:: Excerpted text ::
==============================
Thus, there is a need for a highly conformable thermally conductive material that provides and maintains a desired spacing between a heat sink and a heat source, while providing a high degree of thermal conductivity and a low degree of electrical conductivity.

SUMMARY OF THE INVENTION

A thermally conductive composition is disclosed for controlling heat transfer between first and second components. The composition can comprise a flowable component and a plurality of spacer members, the spacer members being of substantially uniform size and having a first dimension. The spacer members further can be substantially incompressible, and the first dimension can be selectable to provide an offset between the first and second components when a quantity of the composition is disposed between opposing surfaces of the components and the surfaces engage the plurality of spacer members. The flowable component is also selectable to provide a desired rate of heat transfer between the first and second components when the first and second components are separated by the offset amount.
A component structure is also disclosed comprising a heat source having a major surface, a heat sink having a major surface oriented parallel to the heat source major surface, and a thermally conductive layer comprising a flowable component and a particulate component. The flowable component can have a first coefficient of thermal conductivity and the particulate component can comprise a plurality of spacer members of substantially uniform size. Each of the plurality of spacer members can have a first dimension and can also be substantially incompressible. The major surfaces of the heat source and heat sink can be offset by the layer of thermally conductive material by a distance substantially equal to the first dimension of the spacer members.
==============================
:: Stated goal 1 ::
Locate every line in the rows that contains the string "drawing", and copy each of those lines.

:: Supplied records ::
==============================
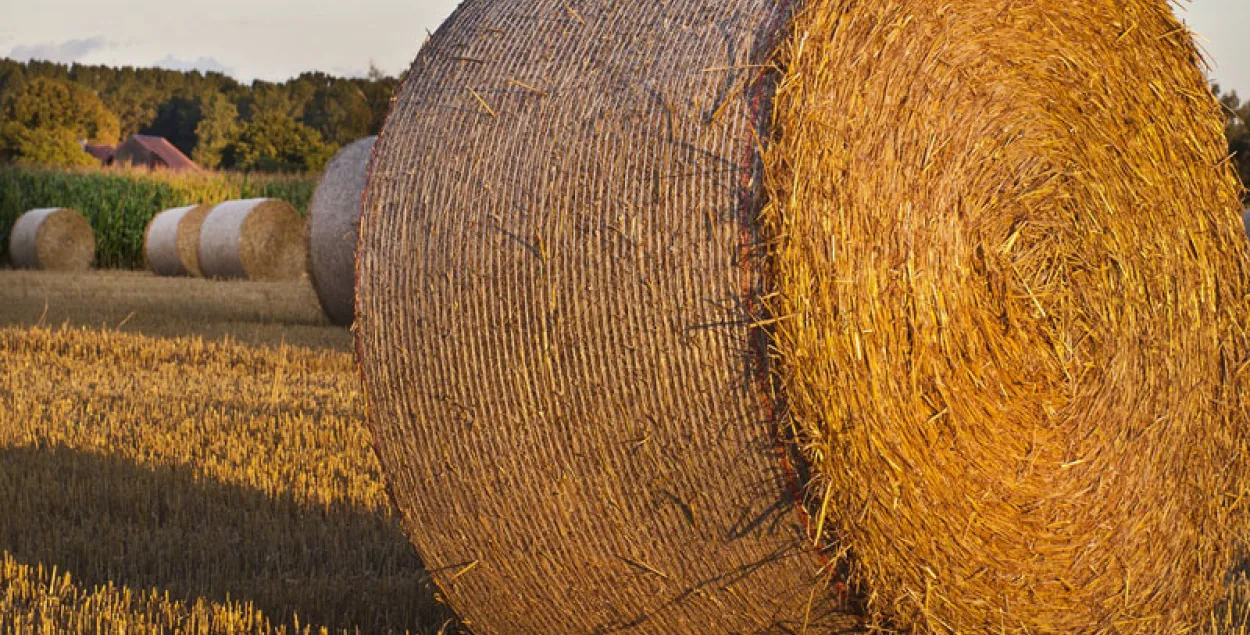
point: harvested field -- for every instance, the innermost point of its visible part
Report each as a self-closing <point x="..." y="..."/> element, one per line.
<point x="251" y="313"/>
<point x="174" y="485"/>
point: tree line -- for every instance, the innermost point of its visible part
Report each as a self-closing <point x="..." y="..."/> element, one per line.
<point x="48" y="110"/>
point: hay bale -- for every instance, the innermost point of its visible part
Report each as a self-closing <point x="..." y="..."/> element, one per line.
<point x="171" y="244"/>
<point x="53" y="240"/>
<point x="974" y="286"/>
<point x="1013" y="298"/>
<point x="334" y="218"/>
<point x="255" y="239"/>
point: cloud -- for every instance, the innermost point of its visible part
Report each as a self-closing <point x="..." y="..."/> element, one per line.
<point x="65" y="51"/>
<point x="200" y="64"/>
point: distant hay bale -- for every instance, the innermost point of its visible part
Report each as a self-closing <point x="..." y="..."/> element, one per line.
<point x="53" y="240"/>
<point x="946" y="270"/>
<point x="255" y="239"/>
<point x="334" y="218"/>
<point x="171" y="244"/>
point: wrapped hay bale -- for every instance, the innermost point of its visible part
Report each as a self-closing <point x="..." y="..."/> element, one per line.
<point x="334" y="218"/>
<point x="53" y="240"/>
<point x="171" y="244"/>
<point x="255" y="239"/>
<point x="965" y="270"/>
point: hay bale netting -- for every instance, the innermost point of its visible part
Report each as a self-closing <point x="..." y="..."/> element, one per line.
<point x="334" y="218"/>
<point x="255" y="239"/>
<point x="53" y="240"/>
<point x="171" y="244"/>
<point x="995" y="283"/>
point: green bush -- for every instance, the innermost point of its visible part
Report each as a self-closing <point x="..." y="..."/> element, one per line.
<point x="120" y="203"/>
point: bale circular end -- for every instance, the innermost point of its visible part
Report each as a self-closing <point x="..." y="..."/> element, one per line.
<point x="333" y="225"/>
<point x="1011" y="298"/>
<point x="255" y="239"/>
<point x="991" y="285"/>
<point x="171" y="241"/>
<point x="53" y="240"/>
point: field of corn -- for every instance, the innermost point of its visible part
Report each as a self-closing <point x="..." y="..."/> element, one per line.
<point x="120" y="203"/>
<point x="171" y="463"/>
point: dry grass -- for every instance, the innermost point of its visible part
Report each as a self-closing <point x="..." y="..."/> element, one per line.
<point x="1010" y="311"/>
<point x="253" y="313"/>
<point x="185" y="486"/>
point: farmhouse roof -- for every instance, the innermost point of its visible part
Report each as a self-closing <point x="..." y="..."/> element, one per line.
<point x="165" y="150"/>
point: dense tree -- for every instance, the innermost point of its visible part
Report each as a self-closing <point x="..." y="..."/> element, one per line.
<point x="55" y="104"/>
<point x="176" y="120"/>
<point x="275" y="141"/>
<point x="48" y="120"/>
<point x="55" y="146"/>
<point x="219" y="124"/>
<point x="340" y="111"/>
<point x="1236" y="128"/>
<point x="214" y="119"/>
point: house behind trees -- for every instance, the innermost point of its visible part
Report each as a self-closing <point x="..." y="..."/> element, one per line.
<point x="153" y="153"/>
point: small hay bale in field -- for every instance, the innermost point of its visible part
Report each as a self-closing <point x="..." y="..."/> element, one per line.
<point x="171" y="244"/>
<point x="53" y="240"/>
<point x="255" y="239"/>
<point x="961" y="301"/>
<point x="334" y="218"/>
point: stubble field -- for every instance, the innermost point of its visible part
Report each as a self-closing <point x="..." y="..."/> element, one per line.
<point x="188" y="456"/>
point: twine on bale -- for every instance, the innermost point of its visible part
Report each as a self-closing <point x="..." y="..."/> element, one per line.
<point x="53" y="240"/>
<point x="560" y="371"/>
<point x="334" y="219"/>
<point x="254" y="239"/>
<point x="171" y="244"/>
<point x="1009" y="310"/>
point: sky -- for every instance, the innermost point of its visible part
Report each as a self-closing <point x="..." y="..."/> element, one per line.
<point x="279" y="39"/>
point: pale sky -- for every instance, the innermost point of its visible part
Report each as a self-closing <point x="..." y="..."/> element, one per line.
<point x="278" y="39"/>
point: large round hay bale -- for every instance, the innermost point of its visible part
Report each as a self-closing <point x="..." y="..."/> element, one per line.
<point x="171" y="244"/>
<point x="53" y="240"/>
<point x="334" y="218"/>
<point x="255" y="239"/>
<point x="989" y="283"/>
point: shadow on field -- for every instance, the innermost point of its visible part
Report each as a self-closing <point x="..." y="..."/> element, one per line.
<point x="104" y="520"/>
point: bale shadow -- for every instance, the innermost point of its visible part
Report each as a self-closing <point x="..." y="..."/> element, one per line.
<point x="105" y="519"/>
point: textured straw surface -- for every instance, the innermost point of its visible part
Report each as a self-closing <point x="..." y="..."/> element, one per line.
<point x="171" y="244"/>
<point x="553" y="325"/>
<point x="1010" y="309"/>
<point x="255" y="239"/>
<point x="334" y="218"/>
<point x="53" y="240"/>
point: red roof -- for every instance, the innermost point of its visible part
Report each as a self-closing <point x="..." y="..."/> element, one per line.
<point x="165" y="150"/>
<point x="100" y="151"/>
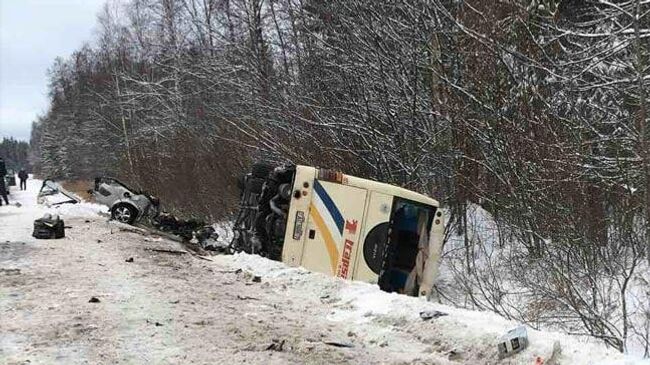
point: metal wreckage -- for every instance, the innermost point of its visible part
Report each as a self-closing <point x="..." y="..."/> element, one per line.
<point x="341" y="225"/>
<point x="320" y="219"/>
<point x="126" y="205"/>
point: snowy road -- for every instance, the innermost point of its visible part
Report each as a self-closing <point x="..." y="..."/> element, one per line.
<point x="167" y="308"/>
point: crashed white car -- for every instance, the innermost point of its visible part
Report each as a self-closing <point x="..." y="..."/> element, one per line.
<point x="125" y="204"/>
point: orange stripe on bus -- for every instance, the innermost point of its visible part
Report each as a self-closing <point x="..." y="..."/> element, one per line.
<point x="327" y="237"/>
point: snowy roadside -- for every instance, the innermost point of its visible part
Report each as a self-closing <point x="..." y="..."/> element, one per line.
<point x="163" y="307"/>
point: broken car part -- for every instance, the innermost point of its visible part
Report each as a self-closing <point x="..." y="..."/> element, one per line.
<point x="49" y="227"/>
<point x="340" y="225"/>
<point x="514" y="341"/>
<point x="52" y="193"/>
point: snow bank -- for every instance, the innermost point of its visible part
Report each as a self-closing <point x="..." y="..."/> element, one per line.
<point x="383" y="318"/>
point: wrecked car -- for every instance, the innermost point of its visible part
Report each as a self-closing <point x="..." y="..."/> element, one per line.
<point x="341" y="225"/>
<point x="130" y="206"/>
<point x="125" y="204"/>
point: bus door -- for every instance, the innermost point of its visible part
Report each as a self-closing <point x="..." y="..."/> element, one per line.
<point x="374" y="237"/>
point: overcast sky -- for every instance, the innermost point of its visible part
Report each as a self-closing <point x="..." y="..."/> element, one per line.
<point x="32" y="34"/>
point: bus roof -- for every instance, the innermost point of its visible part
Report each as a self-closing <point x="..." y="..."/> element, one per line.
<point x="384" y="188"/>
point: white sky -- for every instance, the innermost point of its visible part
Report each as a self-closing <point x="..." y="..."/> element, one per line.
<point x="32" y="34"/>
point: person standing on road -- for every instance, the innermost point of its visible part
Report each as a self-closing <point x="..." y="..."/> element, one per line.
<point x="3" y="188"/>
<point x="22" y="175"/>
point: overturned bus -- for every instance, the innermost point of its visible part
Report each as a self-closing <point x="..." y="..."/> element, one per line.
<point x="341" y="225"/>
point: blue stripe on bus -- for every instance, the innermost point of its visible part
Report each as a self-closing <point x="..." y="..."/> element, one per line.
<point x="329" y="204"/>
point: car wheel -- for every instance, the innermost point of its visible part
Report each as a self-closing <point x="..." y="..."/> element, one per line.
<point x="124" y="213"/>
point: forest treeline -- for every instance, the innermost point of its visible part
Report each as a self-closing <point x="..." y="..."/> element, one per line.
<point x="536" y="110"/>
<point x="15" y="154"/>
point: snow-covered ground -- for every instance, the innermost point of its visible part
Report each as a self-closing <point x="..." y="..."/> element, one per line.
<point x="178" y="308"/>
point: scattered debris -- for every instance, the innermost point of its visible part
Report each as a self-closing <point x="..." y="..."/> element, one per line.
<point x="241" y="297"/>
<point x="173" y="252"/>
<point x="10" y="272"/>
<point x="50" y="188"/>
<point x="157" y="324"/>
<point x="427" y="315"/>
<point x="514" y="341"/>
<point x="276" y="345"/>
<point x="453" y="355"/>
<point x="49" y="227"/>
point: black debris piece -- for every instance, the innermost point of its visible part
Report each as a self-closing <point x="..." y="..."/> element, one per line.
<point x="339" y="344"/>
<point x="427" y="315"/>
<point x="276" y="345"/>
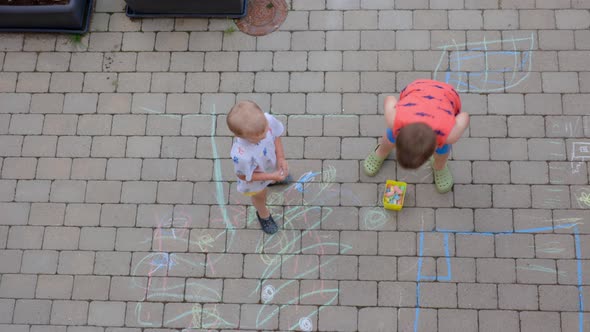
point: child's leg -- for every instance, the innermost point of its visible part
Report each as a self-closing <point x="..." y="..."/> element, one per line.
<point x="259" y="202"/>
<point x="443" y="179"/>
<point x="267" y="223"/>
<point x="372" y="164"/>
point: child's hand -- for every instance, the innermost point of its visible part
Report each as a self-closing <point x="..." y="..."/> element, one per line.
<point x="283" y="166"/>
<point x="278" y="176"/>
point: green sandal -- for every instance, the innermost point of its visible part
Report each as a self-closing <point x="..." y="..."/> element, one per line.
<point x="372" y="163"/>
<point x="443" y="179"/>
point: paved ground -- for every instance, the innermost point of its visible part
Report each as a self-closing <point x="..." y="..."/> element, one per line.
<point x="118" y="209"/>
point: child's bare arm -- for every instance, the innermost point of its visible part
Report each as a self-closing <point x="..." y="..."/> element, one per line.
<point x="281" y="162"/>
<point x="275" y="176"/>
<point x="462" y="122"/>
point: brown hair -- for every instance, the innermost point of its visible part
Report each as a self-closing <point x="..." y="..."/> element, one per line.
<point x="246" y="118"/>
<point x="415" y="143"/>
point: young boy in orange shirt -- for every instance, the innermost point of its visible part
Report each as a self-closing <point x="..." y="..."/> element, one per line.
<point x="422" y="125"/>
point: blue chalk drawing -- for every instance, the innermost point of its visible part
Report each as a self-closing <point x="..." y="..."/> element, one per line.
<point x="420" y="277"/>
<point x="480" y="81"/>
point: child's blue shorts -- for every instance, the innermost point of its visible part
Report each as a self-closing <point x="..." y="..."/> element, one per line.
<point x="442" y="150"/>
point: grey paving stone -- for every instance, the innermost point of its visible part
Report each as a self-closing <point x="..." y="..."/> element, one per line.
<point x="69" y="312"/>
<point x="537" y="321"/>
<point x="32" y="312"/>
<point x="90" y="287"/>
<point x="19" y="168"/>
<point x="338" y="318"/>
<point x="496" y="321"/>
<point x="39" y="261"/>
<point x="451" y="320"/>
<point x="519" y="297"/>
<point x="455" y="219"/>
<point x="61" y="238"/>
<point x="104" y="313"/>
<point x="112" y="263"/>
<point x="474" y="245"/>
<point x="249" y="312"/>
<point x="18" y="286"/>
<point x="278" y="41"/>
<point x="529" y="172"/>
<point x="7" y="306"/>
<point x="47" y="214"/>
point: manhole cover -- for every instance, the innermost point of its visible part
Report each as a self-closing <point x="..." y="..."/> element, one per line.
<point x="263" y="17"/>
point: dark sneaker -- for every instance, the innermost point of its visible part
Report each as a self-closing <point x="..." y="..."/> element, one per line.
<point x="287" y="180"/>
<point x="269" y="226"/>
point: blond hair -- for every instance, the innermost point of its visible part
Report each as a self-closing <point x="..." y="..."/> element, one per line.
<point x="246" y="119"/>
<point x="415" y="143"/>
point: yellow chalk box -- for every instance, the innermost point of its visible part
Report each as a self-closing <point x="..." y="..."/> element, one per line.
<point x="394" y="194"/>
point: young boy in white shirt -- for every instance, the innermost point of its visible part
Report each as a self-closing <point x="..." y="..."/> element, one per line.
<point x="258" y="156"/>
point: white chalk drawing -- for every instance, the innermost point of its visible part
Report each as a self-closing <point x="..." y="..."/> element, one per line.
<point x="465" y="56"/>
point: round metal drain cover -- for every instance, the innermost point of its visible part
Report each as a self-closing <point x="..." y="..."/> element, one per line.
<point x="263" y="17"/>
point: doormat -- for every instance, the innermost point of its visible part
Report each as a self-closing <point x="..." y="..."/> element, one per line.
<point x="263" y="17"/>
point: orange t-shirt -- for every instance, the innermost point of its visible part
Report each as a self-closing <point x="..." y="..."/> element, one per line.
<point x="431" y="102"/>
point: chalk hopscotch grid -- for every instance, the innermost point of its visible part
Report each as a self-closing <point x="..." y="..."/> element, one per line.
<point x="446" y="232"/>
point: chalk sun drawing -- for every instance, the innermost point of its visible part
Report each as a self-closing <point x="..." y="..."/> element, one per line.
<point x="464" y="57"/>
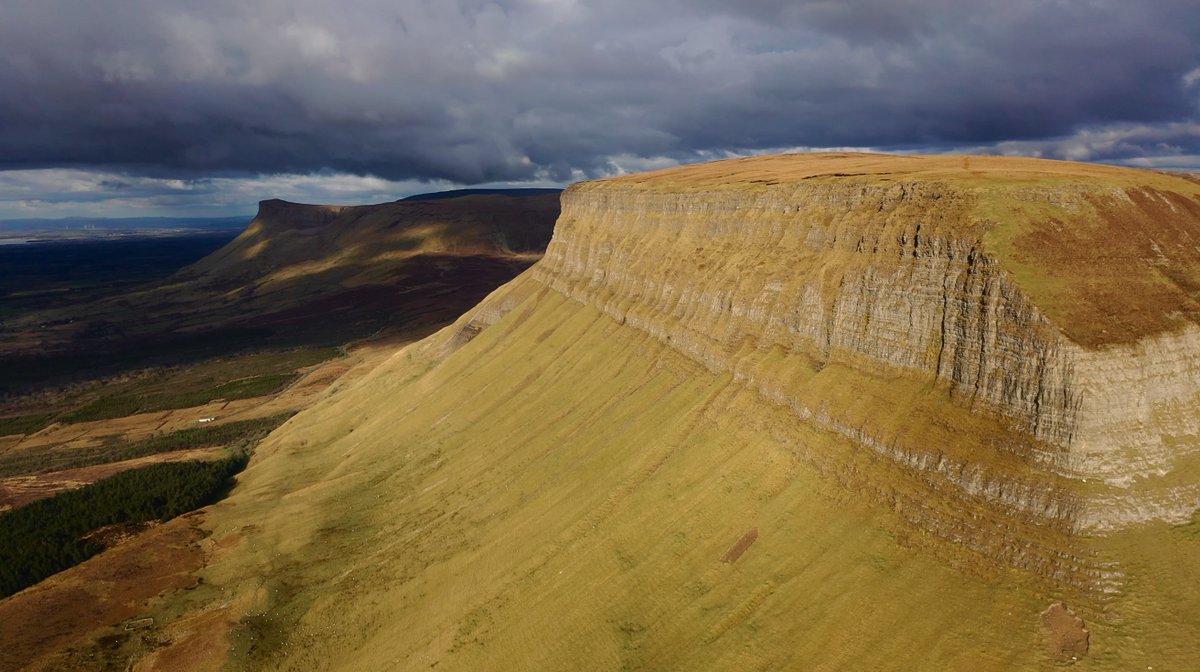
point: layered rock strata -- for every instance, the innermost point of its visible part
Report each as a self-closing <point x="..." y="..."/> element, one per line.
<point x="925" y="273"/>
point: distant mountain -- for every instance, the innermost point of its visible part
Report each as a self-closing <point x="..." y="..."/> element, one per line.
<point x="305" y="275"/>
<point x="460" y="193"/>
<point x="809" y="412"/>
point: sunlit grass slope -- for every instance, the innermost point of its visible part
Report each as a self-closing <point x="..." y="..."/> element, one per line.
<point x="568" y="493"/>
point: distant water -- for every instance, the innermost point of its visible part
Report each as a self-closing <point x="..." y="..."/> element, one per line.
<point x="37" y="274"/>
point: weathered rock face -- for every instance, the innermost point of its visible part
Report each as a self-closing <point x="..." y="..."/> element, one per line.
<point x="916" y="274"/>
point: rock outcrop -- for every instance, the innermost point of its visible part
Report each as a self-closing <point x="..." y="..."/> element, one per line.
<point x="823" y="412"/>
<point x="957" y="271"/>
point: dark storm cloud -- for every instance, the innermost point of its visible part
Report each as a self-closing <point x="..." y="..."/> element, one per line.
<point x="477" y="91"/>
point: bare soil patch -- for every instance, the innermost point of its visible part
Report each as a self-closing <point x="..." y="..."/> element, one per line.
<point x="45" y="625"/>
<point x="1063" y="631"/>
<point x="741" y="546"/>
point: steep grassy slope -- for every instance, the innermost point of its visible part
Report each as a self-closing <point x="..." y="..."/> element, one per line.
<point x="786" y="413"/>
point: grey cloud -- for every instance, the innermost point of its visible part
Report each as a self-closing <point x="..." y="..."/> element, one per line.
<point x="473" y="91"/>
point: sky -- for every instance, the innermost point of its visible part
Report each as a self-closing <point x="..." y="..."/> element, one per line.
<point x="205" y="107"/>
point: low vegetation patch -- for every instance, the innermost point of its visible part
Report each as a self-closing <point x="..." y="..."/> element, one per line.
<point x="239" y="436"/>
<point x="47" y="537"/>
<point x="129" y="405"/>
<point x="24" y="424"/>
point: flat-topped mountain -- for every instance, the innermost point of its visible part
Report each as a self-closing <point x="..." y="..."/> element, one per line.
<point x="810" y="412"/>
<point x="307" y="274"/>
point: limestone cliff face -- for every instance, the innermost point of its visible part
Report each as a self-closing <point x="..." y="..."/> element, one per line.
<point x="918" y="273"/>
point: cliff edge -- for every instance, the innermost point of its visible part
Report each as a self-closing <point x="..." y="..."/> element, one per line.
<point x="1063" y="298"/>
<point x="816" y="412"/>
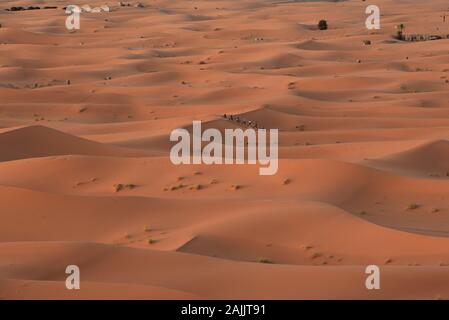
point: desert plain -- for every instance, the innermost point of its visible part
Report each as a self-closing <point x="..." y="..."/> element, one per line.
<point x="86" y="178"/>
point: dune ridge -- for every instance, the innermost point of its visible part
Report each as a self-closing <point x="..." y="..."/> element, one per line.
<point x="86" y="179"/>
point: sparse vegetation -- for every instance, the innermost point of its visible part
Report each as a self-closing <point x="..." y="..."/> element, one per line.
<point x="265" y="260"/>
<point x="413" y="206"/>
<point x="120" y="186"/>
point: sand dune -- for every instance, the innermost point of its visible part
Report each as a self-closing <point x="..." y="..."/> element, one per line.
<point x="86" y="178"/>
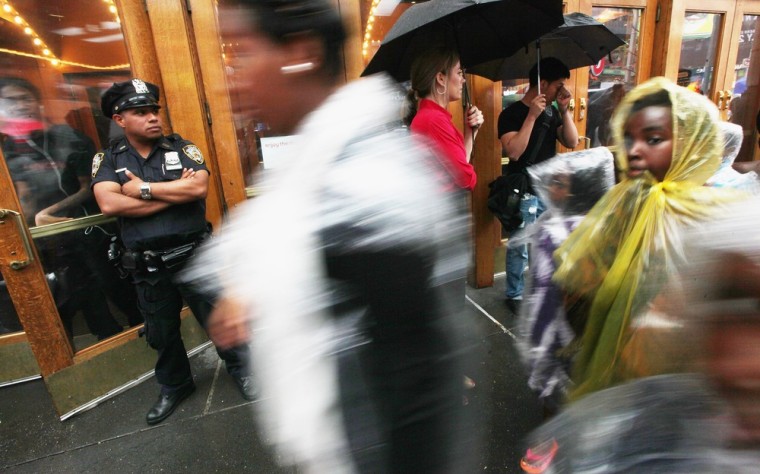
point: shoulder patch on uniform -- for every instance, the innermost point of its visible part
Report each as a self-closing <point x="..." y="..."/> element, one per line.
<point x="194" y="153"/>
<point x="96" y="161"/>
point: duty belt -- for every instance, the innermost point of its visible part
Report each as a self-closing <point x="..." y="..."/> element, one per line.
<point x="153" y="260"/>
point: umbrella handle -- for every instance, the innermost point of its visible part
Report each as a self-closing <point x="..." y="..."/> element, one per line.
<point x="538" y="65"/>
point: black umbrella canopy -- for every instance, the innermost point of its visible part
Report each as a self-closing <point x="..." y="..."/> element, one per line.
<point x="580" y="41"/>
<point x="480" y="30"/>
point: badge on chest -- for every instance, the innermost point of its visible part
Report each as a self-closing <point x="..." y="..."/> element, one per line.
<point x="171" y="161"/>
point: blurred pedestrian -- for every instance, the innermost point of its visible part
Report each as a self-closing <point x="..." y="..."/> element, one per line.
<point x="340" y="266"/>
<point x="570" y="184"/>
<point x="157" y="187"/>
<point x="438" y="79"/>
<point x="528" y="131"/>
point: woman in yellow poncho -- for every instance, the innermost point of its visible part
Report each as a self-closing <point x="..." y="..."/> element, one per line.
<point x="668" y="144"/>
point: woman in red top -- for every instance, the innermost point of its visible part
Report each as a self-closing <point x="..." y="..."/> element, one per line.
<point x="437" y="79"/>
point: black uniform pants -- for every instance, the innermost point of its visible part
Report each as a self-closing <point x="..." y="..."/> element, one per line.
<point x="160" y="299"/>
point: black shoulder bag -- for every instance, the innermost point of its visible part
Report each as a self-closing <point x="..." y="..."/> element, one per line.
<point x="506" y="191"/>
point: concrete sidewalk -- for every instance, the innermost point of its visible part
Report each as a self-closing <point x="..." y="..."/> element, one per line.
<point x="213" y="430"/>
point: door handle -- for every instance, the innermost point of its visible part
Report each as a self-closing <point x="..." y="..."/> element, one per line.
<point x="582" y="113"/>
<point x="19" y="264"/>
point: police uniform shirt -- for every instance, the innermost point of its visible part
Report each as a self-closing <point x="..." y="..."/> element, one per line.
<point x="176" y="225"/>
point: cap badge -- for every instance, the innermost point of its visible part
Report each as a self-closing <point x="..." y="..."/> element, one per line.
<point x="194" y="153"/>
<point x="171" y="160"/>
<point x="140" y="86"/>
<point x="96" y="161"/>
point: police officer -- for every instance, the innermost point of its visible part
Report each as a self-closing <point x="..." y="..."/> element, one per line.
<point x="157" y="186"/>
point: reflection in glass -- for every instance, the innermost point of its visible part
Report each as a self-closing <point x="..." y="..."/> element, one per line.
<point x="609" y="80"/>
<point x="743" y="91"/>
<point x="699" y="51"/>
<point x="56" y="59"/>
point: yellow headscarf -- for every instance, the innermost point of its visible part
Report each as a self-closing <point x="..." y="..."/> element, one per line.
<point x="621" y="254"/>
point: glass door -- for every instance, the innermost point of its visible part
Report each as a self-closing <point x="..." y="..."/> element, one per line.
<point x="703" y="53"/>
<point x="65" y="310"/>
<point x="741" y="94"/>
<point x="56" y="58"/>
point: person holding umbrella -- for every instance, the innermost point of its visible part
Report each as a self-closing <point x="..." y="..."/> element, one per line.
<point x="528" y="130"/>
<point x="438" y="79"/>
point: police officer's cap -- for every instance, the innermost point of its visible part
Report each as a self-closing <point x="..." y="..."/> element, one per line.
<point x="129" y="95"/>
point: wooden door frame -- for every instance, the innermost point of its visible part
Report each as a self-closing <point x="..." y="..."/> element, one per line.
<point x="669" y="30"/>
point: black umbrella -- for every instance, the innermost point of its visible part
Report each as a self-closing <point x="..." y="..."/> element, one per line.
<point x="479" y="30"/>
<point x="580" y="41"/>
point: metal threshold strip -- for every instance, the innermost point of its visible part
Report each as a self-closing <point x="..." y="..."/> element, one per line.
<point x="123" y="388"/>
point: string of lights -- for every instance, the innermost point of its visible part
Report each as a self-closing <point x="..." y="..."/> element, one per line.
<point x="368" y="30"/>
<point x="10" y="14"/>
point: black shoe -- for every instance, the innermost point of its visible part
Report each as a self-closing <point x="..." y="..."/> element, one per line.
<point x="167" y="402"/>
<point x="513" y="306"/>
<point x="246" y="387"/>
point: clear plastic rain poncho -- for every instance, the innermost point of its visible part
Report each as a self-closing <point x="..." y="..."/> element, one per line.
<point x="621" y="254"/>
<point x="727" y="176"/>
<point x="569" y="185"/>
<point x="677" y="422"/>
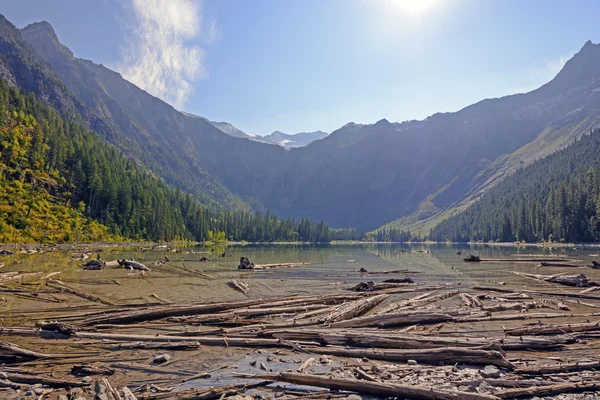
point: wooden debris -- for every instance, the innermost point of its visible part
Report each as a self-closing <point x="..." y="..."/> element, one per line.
==============================
:: Stated goal 2 ::
In the excerpt on the thermally conductive composition, the major surfaces of the heat source and heat sink are offset by a distance substantially equal to what?

:: Task output 1 ::
point: blue chalk drawing -- for every instance, the innermost point of its visible part
point: white chalk drawing -- for every instance, the innermost point of its visible part
point: chalk sun drawing -- for every instance, the innermost point of its visible part

:: Task output 2 ::
The first dimension of the spacer members.